(Text shown):
--------------------

R <- cor(mydata_PCA)
KMO(R)
## Kaiser-Meyer-Olkin factor adequacy
## Call: KMO(r = R)
## Overall MSA = 0.51
## MSA for each item =
## ChildMort Exports Imports Income
## 0.65 0.51 0.44 0.49
MSA is above 0.5 so the requirement is met. Imports have the least common information with others and cause a lower MSA, because it is the least correlated with other variables. In other words, if we join all five variables in one or two PCs, the most information will be lost for Imports. For Imports and Income it is not above 0.5 which means that if I join all five in one or two PCs, the most information will be lost for Imports and Income. Based on this, data is not the most appropriate for PCA but I will still continue with the analysis.
#install.packages("FactoMineR")
library(FactoMineR)
library(ggplot2)
##
## Attaching package: 'ggplot2'
## The following objects are masked from 'package:psych':
##
## %+%, alpha
components <- PCA(mydata_PCA,
scale.unit = TRUE,
graph = FALSE)
library(factoextra)
## Welcome! Want to learn more? See two factoextra-related books at https://goo.gl/ve3WBa
get_eigenvalue(components)

--------------------

(Task A): Count the lines in the listing that contain the string "hair", treating uppercase and lowercase as distinct, and give only the number.
The R code excerpt has no connection to the listing.

(Supplied entries):
--------------------

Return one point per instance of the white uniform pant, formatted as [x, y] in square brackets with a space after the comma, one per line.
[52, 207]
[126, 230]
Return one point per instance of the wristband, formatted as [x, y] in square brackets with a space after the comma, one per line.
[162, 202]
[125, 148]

--------------------

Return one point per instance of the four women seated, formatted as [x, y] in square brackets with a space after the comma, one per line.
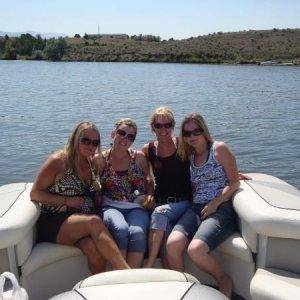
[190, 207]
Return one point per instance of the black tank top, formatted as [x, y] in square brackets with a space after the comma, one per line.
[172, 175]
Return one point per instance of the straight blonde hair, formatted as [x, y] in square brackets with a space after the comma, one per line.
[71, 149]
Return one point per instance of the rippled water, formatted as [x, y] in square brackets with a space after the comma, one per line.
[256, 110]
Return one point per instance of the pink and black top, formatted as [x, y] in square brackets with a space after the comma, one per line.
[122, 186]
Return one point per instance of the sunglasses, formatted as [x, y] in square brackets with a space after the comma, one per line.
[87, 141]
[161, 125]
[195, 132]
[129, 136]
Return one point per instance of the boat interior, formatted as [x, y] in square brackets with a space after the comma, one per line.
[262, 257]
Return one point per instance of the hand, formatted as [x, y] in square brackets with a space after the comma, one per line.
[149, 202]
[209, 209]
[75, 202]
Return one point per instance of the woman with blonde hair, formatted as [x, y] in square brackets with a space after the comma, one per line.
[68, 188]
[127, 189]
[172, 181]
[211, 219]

--------------------

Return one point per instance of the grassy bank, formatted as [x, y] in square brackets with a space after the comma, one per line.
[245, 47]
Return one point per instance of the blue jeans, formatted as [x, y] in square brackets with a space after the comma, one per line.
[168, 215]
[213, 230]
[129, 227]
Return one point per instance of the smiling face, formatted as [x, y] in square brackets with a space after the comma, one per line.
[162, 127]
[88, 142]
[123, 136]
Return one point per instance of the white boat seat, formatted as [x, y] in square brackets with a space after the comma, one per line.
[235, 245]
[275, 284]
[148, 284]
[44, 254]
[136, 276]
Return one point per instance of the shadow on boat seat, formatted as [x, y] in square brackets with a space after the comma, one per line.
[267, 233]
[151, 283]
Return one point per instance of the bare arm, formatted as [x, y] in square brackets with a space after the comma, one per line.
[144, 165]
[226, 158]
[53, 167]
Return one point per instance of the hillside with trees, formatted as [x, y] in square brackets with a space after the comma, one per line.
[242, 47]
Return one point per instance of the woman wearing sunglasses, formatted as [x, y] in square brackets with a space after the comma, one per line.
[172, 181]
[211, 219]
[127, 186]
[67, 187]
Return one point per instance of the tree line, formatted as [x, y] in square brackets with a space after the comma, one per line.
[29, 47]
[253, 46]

--------------------

(Task B): Reproduce the part of the R code excerpt starting with "library(ggplot2)" and going on through "get_eigenvalue(components)".

(Response A): 2

(Response B):
library(ggplot2)
##
## Attaching package: 'ggplot2'
## The following objects are masked from 'package:psych':
##
## %+%, alpha
components <- PCA(mydata_PCA,
scale.unit = TRUE,
graph = FALSE)
library(factoextra)
## Welcome! Want to learn more? See two factoextra-related books at https://goo.gl/ve3WBa
get_eigenvalue(components)